- [EXERCISE INSTRUCTIONS]
Please list everything the text about Tu Duc and his tomb says he chronicles in the inscription on the stone stele.

- [PAGE TEXT]

Hue – Tales to tell. Part 2

The story of Tu Duc and his Tomb

Hue Tu Duc Tomb

Perhaps best described as an eccentric,  Tu Duc lived a life of luxury and excess.  Ruling as emperor of the Nguyen Dynasty from 1848 for 35 years, he had 104 wives and many more concubines. Despite the number of women in his life, there were no offspring.

A short man, at 153cm (5ft), he overcompensated with shows of strength – readily murdering anyone he disliked – and there were many. He vehemently disliked missionaries and persecuted all he came across. He also opposed any trade or diplomatic relations with Europeans. Perhaps it is no surprise that he executed many French traders and then deciding to behead a Spanish Bishop. These acts led to dire repercussions for Vietnam as France immediately retaliated by occupying Danang in Central Vietnam and several other cities in South Vietnam in 1958. Four years later, Tu Duc was forced to cede his throne and his three provinces to the French. When, a few years after that, the French invaded Hanoi, and trade agreements were made between Vietnam and Europe, he was apoplectic and appealed to China as a protectorate. China did not come to his aid. Perhaps the French would have invaded anyway, but many vietnamese believe Tu Duc was a major reason the country suffered under French colonial rule.

Finding a suitable burial site occupied much of his time and he sent many trusted advisers to comb the countryside for the biggest and best spot of all emperors tomb sites. After 14 years he found the spot. Near Hue, the imperial capital city and auspiciously near the Perfume River. In a narrow valley he claimed a massive site of many hectares and walled the whole area. The area was (and still is) beautifully landscaped and included many buildings. Everything is big, beautiful and grand. However, for reasons best known to only him, every one of the nearly 50 constructions he placed in the grounds includes the name Khiem, which means modesty!

Tu Duc built his tomb as a holiday home from home and used much for pleasure during his lifetime. There is a even a special building for poetry, where he would sit with his concubines and compose, inspired by his love of their beauty.  The stone stele (obituary carved onto stone) is alledgedly the largest and most detailed in the whole of Vietnam and is inscribed with narrative that he composed himself before his death. In it, he chronicles his life and imperial causes as well as his misadventures and even his diseases such as smallpox.

Although there is a tomb here, it is a diversion or fake tomb.  His body is buried somewhere in the grounds, along with, it is said, vast wealth. His parting act of power was to have executed all the 200 workers that helped build the site to keep his actual burial spot a secret as he feared grave robbers.

It would be easy to visit this tomb for a whole day and take a picnic to enjoy the vast grounds. However, getting in with a metal detector might be a little troublesome!

- [ENTRIES SHOWN]
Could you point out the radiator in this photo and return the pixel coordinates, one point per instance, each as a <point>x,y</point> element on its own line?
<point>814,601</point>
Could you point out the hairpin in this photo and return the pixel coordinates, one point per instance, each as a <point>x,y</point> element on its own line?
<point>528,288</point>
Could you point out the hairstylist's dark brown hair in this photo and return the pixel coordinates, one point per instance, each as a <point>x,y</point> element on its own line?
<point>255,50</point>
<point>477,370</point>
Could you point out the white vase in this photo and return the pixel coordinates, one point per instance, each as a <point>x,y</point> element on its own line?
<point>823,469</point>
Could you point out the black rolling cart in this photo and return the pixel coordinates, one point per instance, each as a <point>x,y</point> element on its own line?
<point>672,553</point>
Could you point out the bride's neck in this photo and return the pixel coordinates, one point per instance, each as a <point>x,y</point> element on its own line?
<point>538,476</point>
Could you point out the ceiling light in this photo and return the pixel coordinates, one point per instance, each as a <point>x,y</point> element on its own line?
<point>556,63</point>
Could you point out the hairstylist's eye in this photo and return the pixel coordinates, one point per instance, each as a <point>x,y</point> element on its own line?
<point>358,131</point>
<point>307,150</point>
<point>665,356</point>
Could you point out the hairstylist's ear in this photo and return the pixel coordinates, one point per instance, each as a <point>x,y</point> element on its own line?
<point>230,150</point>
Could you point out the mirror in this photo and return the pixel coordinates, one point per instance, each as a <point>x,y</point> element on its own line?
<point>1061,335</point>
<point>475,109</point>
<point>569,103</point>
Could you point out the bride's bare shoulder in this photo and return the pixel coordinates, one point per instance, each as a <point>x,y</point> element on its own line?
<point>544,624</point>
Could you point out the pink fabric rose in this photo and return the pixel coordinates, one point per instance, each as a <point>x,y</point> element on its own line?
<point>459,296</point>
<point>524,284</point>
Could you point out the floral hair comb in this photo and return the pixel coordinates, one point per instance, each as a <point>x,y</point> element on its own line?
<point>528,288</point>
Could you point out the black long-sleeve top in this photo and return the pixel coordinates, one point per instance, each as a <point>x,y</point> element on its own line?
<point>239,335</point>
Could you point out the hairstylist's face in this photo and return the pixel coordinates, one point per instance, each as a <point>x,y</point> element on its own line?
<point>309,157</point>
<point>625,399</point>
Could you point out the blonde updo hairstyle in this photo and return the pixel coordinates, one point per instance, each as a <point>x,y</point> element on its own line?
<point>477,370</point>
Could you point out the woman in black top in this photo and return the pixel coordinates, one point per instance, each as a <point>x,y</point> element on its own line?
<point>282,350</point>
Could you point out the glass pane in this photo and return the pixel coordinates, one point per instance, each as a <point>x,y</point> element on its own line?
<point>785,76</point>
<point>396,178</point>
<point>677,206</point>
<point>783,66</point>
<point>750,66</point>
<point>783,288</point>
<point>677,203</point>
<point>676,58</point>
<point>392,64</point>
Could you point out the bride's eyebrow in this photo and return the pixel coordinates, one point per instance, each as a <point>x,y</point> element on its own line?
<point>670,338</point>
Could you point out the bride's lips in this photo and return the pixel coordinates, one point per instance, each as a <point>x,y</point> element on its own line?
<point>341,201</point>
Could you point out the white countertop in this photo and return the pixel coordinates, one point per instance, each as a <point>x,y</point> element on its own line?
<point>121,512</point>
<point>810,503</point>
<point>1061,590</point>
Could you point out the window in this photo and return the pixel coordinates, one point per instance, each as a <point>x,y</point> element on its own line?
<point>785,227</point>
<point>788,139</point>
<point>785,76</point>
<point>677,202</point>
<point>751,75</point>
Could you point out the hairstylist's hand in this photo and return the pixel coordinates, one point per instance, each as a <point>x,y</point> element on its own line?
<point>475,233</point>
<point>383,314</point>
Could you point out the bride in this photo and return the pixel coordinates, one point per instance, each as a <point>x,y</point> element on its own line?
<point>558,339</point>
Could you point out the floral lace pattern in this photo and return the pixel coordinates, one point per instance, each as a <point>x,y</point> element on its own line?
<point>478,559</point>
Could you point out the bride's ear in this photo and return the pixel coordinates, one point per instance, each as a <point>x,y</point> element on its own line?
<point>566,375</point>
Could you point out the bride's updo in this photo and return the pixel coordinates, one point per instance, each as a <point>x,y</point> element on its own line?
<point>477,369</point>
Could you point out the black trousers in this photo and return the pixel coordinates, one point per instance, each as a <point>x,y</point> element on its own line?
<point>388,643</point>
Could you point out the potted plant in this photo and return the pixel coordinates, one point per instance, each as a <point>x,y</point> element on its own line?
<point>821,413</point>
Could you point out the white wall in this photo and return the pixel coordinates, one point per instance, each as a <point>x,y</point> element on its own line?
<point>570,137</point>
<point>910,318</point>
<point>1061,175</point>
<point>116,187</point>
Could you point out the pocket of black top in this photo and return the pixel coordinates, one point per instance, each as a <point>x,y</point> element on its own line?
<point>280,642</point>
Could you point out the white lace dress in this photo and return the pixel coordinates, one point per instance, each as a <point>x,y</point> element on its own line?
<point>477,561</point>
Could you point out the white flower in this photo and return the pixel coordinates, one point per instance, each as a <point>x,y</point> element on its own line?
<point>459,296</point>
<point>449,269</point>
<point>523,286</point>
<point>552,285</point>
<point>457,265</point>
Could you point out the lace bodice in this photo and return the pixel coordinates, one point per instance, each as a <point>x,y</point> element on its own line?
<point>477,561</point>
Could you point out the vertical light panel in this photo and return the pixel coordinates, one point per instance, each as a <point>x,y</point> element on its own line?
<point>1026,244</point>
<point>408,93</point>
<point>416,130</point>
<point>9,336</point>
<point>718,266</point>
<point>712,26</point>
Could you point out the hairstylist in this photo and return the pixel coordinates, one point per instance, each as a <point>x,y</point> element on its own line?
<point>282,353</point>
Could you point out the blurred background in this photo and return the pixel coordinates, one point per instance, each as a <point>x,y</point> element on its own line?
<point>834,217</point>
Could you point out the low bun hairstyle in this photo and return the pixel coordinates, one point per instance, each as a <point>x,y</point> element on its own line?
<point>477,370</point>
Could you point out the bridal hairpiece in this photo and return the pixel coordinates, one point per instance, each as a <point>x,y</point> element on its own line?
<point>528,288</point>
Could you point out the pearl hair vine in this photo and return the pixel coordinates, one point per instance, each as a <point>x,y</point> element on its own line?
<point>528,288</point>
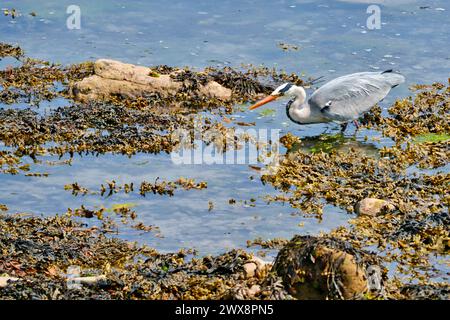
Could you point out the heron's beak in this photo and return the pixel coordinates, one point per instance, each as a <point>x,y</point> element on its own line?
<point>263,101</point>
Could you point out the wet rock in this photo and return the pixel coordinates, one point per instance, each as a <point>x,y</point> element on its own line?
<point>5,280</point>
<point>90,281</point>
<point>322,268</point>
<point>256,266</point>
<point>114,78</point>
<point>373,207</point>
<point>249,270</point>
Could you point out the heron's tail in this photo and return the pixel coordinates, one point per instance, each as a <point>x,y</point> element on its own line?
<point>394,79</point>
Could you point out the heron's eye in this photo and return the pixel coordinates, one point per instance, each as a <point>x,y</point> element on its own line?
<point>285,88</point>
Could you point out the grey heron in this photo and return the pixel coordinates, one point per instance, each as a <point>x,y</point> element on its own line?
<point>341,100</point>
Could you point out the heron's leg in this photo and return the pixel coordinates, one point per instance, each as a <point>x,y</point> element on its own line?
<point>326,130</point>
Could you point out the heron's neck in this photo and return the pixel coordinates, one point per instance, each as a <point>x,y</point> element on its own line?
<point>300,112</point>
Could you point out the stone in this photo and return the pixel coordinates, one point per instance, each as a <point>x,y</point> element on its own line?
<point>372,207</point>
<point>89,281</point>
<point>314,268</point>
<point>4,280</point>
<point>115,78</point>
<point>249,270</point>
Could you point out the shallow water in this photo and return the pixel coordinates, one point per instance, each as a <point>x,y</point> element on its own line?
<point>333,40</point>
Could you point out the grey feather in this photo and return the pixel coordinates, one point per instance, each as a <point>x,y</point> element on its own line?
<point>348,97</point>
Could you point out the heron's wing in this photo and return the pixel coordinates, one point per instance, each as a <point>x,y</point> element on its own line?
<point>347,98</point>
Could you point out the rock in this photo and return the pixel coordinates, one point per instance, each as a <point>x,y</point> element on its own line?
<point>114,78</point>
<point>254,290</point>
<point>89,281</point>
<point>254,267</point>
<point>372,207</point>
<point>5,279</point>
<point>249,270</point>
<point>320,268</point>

- [RESULT OF THE TASK]
- His life
- His imperial causes
- His misadventures
- His diseases, such as smallpox